(Exercise details) Below are some records; repeat them all exactly, minus the pictures.

(Input for this task)

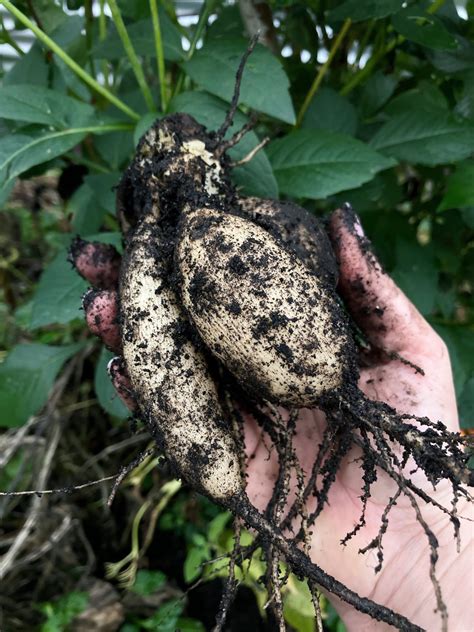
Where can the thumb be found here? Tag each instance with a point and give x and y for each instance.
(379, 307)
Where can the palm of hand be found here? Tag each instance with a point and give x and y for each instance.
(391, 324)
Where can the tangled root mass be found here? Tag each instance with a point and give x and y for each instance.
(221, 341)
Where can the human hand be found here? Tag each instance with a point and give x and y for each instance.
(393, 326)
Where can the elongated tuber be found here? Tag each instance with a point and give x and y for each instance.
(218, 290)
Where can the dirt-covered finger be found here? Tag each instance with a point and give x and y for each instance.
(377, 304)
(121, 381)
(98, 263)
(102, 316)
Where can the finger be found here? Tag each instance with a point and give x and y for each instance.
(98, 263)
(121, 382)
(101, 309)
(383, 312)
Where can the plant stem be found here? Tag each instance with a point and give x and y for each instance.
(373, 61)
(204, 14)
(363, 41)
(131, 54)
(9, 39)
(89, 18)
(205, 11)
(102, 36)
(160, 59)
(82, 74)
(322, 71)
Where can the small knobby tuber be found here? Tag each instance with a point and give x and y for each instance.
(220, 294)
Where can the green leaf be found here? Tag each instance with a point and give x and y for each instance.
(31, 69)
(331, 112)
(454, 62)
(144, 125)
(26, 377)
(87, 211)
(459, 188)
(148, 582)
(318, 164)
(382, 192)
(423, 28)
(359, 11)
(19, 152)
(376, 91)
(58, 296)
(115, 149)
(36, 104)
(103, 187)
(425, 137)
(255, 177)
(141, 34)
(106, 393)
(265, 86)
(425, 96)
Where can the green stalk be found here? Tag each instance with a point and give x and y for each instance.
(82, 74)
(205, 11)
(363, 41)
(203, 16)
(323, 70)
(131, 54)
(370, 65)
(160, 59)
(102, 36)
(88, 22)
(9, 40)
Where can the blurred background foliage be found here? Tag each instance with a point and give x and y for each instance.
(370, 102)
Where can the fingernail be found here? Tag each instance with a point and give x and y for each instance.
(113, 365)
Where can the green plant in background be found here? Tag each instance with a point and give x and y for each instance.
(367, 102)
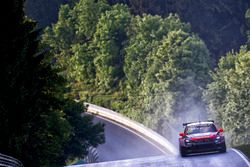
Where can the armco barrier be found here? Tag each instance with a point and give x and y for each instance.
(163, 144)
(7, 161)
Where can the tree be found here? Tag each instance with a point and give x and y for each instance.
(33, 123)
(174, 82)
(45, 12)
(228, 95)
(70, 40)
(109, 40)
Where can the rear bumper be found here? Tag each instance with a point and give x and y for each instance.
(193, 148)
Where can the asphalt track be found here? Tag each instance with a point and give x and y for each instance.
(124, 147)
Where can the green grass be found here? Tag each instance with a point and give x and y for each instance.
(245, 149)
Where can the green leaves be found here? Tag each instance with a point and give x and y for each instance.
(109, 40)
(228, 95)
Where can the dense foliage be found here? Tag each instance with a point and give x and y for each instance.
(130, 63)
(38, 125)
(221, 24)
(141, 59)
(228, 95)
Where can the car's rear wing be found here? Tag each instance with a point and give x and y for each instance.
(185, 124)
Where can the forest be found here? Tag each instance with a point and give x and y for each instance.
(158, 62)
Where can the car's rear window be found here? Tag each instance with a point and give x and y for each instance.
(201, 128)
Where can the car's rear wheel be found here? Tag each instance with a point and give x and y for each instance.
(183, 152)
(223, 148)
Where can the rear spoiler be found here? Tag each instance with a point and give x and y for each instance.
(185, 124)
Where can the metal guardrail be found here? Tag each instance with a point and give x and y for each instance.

(Final result)
Where can the thumb be found here? Tag each instance with a point and give x and y for each instance.
(379, 307)
Where can the palm of hand be found here? Tag each instance with a point and give x and y for each instance.
(391, 324)
Where can the tangled root mass be found here? Tag each instance with a point and give x and y for each instance.
(221, 341)
Where can the human hand be found here? Tag each instance with a point and give x and y for each instance.
(393, 326)
Where can the elongated tuber be found here? Tag each instance with a point and give x and y for each instance.
(218, 290)
Where can the dirt-covered finger be found here? Tag each instance with a point and give x and y for each instance.
(377, 304)
(121, 381)
(98, 263)
(102, 316)
Where can the finger be found here? Tag each instance with a point and give x and y for each instance.
(98, 263)
(121, 382)
(101, 309)
(383, 312)
Where can the plant stem be found here? Tag each instance with a point and give x and y for each instance.
(373, 61)
(204, 14)
(363, 41)
(131, 54)
(9, 39)
(89, 18)
(205, 11)
(102, 36)
(160, 59)
(82, 74)
(322, 71)
Where can the small knobby tuber be found here? Tag each instance with a point and give x and y for each instance.
(220, 294)
Where can the green leaf be found here? Tag each instance with a point and give x and y for each instance.
(31, 69)
(331, 112)
(454, 62)
(144, 125)
(26, 377)
(87, 211)
(459, 188)
(148, 582)
(318, 164)
(382, 192)
(423, 28)
(359, 11)
(19, 152)
(376, 91)
(58, 296)
(115, 149)
(36, 104)
(103, 187)
(425, 137)
(255, 177)
(141, 34)
(106, 393)
(265, 86)
(425, 96)
Where can the green stalk be found here? Tag each instance with a point and give x and y for each instance.
(82, 74)
(205, 11)
(363, 41)
(203, 16)
(323, 70)
(131, 54)
(370, 65)
(160, 59)
(102, 36)
(88, 22)
(9, 40)
Where can the blurred background foliage be found here? Tag each instance with a point and give x and y for each instance.
(370, 102)
Where can the fingernail be found here? Tag each instance with a point and give x and y for each instance.
(113, 365)
Where can the green plant in background be found here? Tag each instance with a point and give x and y for each instance.
(367, 102)
Where can the armco barrier be found here? Tag each instance with a point and give x and y for each instance.
(163, 144)
(7, 161)
Where can the tree be found here? Tag each instance with a point and give x and y for each instance.
(33, 123)
(174, 82)
(45, 12)
(228, 95)
(70, 40)
(109, 40)
Where can the rear bumper be found here? Tag each instance with a point and give x and y for each instance.
(193, 148)
Where can the asphalt track be found here? Tag each instance with a point and give x and y for each instance.
(124, 147)
Where can the green grass be found here? Tag each instance with a point and give x and y for each instance.
(245, 149)
Where can the green leaves be found here? Tag each instance with a point and give x and y for each instance.
(109, 40)
(228, 95)
Where can the dense foliage be found here? Tag each instance with a point and give x and y for each instance.
(130, 63)
(38, 125)
(221, 24)
(141, 59)
(228, 95)
Where can the car's rear wing be found here? Tag each instance with a point and give x and y for each instance.
(185, 124)
Where can the forest be found here? Tag each instance with a point and give x and y for each instance.
(158, 62)
Where can the car's rear window be found here? Tag each instance with a point and give x and y for each instance.
(201, 128)
Where can the car's rear wheel be found here? Tag each instance with a point and give x and y for each instance.
(183, 152)
(223, 148)
Where can the rear spoiler be found here? Tag each instance with a point and give x and y for each instance.
(185, 124)
Where can the metal guardrail be found here? Tag each instance with a point and give x and y for each instance.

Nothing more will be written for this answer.